**DIRECTION:**
Return each line of the records below unchanged, from the first to the last.

**SUPPLIED INFORMATION:**

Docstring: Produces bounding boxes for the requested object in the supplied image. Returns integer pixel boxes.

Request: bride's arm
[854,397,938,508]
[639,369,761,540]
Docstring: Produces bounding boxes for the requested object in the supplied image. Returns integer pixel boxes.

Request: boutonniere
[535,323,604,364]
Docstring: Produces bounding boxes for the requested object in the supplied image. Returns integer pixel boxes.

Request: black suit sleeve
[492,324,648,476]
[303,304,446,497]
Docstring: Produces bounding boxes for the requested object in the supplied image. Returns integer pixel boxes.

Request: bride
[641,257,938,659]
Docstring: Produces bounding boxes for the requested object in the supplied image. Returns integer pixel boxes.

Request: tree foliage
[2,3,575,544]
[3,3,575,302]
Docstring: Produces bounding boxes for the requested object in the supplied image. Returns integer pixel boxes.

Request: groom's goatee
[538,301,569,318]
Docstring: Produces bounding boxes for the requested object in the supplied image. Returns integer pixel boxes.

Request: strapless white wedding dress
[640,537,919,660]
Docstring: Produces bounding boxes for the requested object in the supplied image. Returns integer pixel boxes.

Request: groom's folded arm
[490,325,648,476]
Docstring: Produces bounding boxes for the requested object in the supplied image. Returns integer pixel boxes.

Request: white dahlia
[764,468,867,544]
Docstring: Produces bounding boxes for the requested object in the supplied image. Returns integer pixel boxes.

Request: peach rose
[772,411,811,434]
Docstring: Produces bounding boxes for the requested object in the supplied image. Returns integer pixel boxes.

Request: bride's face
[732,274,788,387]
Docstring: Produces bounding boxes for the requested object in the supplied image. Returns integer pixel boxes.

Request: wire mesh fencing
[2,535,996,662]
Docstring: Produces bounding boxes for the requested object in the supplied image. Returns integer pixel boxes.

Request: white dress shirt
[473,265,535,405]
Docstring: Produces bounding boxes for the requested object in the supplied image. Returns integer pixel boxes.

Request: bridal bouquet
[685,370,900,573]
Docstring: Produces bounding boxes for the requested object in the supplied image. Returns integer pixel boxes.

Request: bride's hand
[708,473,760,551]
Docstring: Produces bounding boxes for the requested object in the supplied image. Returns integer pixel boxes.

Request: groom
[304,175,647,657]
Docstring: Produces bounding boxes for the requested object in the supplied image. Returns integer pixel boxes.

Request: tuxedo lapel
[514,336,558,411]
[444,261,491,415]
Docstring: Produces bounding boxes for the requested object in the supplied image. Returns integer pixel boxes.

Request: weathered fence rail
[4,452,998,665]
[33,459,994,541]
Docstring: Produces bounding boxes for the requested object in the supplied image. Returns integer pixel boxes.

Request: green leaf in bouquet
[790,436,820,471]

**RESULT OF THIS EXERCISE:**
Docstring: Produces bounding boxes for the requested object in the supplied image. Returns integer pixel boxes.

Request: bride's arm
[854,397,938,508]
[639,369,761,540]
Docstring: Produces bounding boxes for the requested object in the supplied image. Returns integer pixel boxes.

Request: boutonniere
[535,323,604,364]
Docstring: Produces bounding boxes for the requested object in the supplied image. Returns integer pixel boxes.

Request: black suit sleeve
[492,324,648,476]
[303,304,446,497]
Docstring: Produces bounding boxes for the requested object in the supplied image. Returns integer pixel boxes.

Request: bride
[641,257,938,659]
Docstring: Produces bounding boxes for the requested object in the supplied image. Returns integer pixel boxes.

Request: tree foliage
[2,3,575,544]
[3,3,575,302]
Docstring: Produces bounding boxes for the requested object in the supplied image. Returns integer pixel boxes.

Request: groom's goatee
[538,301,569,318]
Docstring: Produces bounding boxes for the requested object in the supplied image. Returns integer pixel boxes.

Request: strapless white wedding dress
[640,537,919,660]
Docstring: Produces bounding boxes for the requested object in the supplied image. Returns integer pixel boxes.

Request: groom's folded arm
[490,325,648,476]
Docstring: Produces bounding boxes for the requested object in the supplied image. Returns integer pixel boxes.

Request: white dahlia
[764,468,867,544]
Docstring: Produces bounding boxes for the requested object in the supplied image. Returns integer pixel boxes.

Request: peach rose
[772,411,811,434]
Docstring: Produces bounding boxes for the requested object in the supplied image. Returns integer pixel boxes.

Request: bride's face
[732,274,788,387]
Docstring: Produces bounding boxes for the requested object in the supplied image. Returns integer pixel boxes.

Request: wire mesh fencing
[2,535,996,662]
Docstring: Produces bounding boxes for the requested object in the supplied image. Returns integer pixel boxes.

Request: white dress shirt
[473,265,535,405]
Docstring: Produces bounding boxes for the requested object in the supplied image. Returns integer pixel boxes.

Request: bridal bouquet
[685,370,900,573]
Docstring: Produces bounding boxes for the requested object in the supplied image. Returns integer pixel boxes.

Request: bride's hand
[708,473,760,551]
Docstring: Produces bounding boxes for the requested object in the supplied image. Returns integer pixel boxes.

Request: groom
[304,175,647,657]
Docstring: Produces bounding boxes for the requested object in the supplied image. Returns integer pixel boxes.

Request: tuxedo lapel
[514,336,558,411]
[444,261,491,415]
Docstring: Produces bounding boxes for the requested object in the supplied image. Returns integer pixel boxes.

Request: weathered fence rail
[4,452,998,665]
[33,459,994,541]
Docstring: Produces bounding boxes for the requested object in the supplied image. Returns integer pixel boxes.

Request: green leaf in bouquet
[790,436,820,471]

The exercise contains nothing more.